- _Verilen görev 1_:
Alıntılanan metne göre aşağıdaki soruları cevaplayın.
(a) Metinde etin hangi üç besin olmadığı söyleniyor?
(b) Et özellikle hangi çağdaki insanlar için vazgeçilmez?
(c) Erol'a göre et hayvanlarının kaynağı nedir?
- _Verilen görev 2_:
Alıntılanan metinde "Et çok önemli" ifadesinden "artırılması gerektiğini söyledi." ifadesine kadar olan bölümü hiç değiştirmeden yazın.

- _Alıntılanan metin_:
Et çok önemli temel bir besin maddesidir. Eti başka bir şeyle ikame etmemiz mümkün değildir. Et bulgur değil, et kuru fasulye değil, et mercimek değil. Hani bazıları bunu böyle ifade ediyor ama değil. Özellikle gelişmekte, büyüme çağında olan insanlar için vazgeçilmez öneme sahip. Türkiye'de anemi, demir eksikliğine bakın. Burada etin yeri çok önemli. Bunun eksikliğinin giderilmesi çok önemli. Ama buradaki fiyat istikrarını yalnızca ithalat kılıcını oynayarak, göstererek düzenlemeye çalışmanız çok yanlış.''
''YALNIZCA SIĞIR ETİ ÜZERİNDEN PROJEKSİYONLARIN YAPILMASI DOĞRU DEĞİL''
Eti konuşurken, öncelikle süt hayvanlarını konuşmak gerektiğini ifade eden Erol, et hayvanlarının kaynağının süt hayvanları olduğunu, dolayısıyla onların sayısının artırılması gerektiğini söyledi.

- _Çıkarılan veriler_:
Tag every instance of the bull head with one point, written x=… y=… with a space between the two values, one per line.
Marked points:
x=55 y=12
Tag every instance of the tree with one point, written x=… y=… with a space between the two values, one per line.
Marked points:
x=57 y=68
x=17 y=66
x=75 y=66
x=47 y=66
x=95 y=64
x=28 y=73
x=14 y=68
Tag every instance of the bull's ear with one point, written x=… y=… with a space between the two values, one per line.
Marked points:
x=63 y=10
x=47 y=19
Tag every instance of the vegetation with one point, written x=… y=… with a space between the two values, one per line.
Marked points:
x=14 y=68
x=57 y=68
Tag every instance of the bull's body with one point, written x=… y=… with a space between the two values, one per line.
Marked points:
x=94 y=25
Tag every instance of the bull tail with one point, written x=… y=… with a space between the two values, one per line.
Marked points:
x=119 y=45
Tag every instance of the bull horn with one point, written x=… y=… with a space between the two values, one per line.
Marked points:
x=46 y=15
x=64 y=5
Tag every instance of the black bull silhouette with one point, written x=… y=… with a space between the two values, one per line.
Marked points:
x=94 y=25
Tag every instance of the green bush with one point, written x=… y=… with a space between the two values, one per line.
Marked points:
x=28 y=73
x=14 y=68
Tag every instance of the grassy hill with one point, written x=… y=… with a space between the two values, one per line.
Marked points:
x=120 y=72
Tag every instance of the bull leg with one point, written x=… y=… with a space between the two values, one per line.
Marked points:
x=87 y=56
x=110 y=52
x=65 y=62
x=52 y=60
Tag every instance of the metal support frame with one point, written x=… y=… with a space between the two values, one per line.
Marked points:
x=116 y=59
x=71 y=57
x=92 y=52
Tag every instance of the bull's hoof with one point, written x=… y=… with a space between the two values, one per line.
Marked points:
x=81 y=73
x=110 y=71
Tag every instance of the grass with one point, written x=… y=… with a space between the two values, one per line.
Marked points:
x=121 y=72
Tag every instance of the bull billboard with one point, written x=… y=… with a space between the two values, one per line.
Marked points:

- _Problemin çözümü 1_:
(a) Bulgur, kuru fasulye ve mercimek.
(b) Gelişmekte, büyüme çağında olan insanlar için.
(c) Süt hayvanları.

- _Problemin çözümü 2_:
Et çok önemli temel bir besin maddesidir. Eti başka bir şeyle ikame etmemiz mümkün değildir. Et bulgur değil, et kuru fasulye değil, et mercimek değil. Hani bazıları bunu böyle ifade ediyor ama değil. Özellikle gelişmekte, büyüme çağında olan insanlar için vazgeçilmez öneme sahip. Türkiye'de anemi, demir eksikliğine bakın. Burada etin yeri çok önemli. Bunun eksikliğinin giderilmesi çok önemli. Ama buradaki fiyat istikrarını yalnızca ithalat kılıcını oynayarak, göstererek düzenlemeye çalışmanız çok yanlış.''
''YALNIZCA SIĞIR ETİ ÜZERİNDEN PROJEKSİYONLARIN YAPILMASI DOĞRU DEĞİL''
Eti konuşurken, öncelikle süt hayvanlarını konuşmak gerektiğini ifade eden Erol, et hayvanlarının kaynağının süt hayvanları olduğunu, dolayısıyla onların sayısının artırılması gerektiğini söyledi.